Exercise requirements: Put every line of the data below into a Markdown table with two columns, Row and Text. Number the rows and leave out blank lines.

|---|

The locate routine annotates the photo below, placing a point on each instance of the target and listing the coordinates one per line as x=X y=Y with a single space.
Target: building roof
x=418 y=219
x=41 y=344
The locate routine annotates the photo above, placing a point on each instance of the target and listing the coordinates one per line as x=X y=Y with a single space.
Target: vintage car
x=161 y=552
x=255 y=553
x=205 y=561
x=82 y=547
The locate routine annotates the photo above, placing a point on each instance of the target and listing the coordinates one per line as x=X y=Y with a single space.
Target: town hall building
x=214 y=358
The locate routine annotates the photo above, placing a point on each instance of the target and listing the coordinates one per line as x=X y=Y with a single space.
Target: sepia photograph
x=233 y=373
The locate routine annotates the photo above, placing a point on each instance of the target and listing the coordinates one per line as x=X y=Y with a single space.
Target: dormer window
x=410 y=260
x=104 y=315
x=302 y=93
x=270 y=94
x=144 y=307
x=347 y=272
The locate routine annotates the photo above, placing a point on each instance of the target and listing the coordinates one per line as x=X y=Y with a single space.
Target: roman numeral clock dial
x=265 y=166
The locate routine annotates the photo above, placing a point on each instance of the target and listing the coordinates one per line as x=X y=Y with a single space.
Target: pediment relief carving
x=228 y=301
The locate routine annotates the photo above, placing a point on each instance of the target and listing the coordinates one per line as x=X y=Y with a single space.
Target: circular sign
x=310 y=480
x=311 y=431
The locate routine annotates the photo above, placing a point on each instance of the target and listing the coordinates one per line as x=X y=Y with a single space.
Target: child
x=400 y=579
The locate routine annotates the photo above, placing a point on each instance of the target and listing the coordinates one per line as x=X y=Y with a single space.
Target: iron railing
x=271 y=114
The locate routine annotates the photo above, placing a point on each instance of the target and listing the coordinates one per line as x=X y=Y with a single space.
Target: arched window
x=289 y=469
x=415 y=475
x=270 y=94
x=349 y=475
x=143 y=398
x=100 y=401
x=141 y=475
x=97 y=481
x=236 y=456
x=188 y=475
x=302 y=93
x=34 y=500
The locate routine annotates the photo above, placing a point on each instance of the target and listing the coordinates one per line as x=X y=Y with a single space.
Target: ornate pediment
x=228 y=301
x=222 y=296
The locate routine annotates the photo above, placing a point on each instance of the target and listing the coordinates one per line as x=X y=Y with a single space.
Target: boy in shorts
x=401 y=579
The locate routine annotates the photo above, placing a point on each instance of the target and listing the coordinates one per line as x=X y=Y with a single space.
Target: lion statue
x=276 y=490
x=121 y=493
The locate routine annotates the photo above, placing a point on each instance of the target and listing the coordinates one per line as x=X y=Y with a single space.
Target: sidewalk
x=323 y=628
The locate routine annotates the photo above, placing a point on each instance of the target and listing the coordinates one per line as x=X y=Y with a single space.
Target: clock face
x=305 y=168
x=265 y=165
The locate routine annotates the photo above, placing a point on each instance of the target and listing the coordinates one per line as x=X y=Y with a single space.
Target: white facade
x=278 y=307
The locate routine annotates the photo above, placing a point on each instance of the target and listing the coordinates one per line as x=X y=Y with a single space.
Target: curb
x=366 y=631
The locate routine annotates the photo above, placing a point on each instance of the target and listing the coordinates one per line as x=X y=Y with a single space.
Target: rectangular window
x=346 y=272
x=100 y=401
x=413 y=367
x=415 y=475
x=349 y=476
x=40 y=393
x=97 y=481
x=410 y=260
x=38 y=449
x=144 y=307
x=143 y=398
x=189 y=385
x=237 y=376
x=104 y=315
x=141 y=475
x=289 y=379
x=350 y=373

|---|

Exercise solution:
| Row | Text |
|---|---|
| 1 | The locate routine annotates the photo below, placing a point on each instance of the target and listing the coordinates one per line as x=X y=Y with a single space. |
| 2 | Target: building roof |
| 3 | x=418 y=219 |
| 4 | x=41 y=344 |
| 5 | The locate routine annotates the photo above, placing a point on each instance of the target and listing the coordinates one per line as x=X y=Y with a single space. |
| 6 | Target: vintage car |
| 7 | x=161 y=552 |
| 8 | x=255 y=553 |
| 9 | x=205 y=561 |
| 10 | x=82 y=547 |
| 11 | The locate routine annotates the photo above, placing a point on each instance of the target and listing the coordinates one per line as x=X y=Y with a single space. |
| 12 | Target: town hall building |
| 13 | x=214 y=358 |
| 14 | The locate routine annotates the photo above, placing a point on each instance of the target and listing the coordinates one per line as x=X y=Y with a single space. |
| 15 | Target: sepia photograph |
| 16 | x=233 y=373 |
| 17 | The locate routine annotates the photo above, placing a point on each instance of the target and listing the coordinates one per line as x=X y=Y with a single space. |
| 18 | Target: dormer window |
| 19 | x=410 y=260 |
| 20 | x=104 y=315 |
| 21 | x=302 y=93 |
| 22 | x=270 y=94 |
| 23 | x=144 y=307 |
| 24 | x=347 y=272 |
| 25 | The locate routine annotates the photo above, placing a point on each instance of the target and listing the coordinates one per line as x=X y=Y with a single space. |
| 26 | Target: roman numeral clock dial |
| 27 | x=265 y=166 |
| 28 | The locate routine annotates the photo above, placing a point on each instance of the target and listing the coordinates one per line as x=X y=Y with a single space. |
| 29 | Target: pediment relief carving |
| 30 | x=228 y=301 |
| 31 | The locate routine annotates the photo above, placing a point on each instance of the target and listing the coordinates one per line as x=X y=Y with a single space. |
| 32 | Target: circular sign |
| 33 | x=310 y=480 |
| 34 | x=311 y=431 |
| 35 | The locate routine annotates the photo above, placing a point on each instance of the target and listing the coordinates one per line as x=X y=Y with a single space. |
| 36 | Target: child |
| 37 | x=400 y=579 |
| 38 | The locate routine annotates the photo above, placing a point on each instance of the target and listing the coordinates one per line as x=X y=Y with a single space. |
| 39 | Target: iron railing |
| 40 | x=271 y=114 |
| 41 | The locate routine annotates the photo above, placing a point on each instance of the target and listing the coordinates one per line as x=X y=Y with a single space. |
| 42 | Target: arched window |
| 43 | x=289 y=469 |
| 44 | x=415 y=475 |
| 45 | x=270 y=94 |
| 46 | x=349 y=475 |
| 47 | x=143 y=398 |
| 48 | x=100 y=401 |
| 49 | x=141 y=475 |
| 50 | x=97 y=481 |
| 51 | x=236 y=456 |
| 52 | x=188 y=475 |
| 53 | x=302 y=93 |
| 54 | x=34 y=500 |
| 55 | The locate routine annotates the photo above, placing a point on each instance of the target and listing the coordinates one per line as x=X y=Y with a single space. |
| 56 | Target: ornate pediment |
| 57 | x=228 y=301 |
| 58 | x=222 y=296 |
| 59 | The locate routine annotates the photo above, placing a point on each instance of the target and listing the coordinates one per line as x=X y=Y with a single space. |
| 60 | Target: boy in shorts |
| 61 | x=401 y=579 |
| 62 | The locate routine annotates the photo above, placing a point on each instance of the target and listing the coordinates one per line as x=X y=Y with a single space. |
| 63 | Target: lion statue |
| 64 | x=276 y=490 |
| 65 | x=121 y=493 |
| 66 | The locate routine annotates the photo above, placing a point on each instance of the target and listing the coordinates one per line as x=X y=Y with a single space. |
| 67 | Target: sidewalk |
| 68 | x=323 y=628 |
| 69 | The locate routine annotates the photo above, placing a point on each instance of the target and listing the coordinates one per line as x=X y=Y with a single space. |
| 70 | Target: clock face |
| 71 | x=305 y=168 |
| 72 | x=265 y=165 |
| 73 | The locate routine annotates the photo above, placing a point on each instance of the target and listing the coordinates one per line as x=X y=Y with a single space. |
| 74 | Target: white facade |
| 75 | x=278 y=307 |
| 76 | The locate routine annotates the photo above, placing a point on each instance of the target and listing the coordinates one per line as x=X y=Y with a single space. |
| 77 | Target: curb |
| 78 | x=366 y=631 |
| 79 | The locate routine annotates the photo above, placing a point on each instance of the target and listing the coordinates one per line as x=X y=Y with a single space. |
| 80 | Target: rectangular window |
| 81 | x=346 y=272 |
| 82 | x=100 y=401 |
| 83 | x=413 y=367 |
| 84 | x=415 y=475 |
| 85 | x=349 y=476 |
| 86 | x=40 y=393 |
| 87 | x=97 y=481 |
| 88 | x=410 y=260 |
| 89 | x=38 y=449 |
| 90 | x=144 y=307 |
| 91 | x=143 y=398 |
| 92 | x=189 y=385 |
| 93 | x=237 y=376 |
| 94 | x=104 y=315 |
| 95 | x=141 y=475 |
| 96 | x=289 y=379 |
| 97 | x=350 y=373 |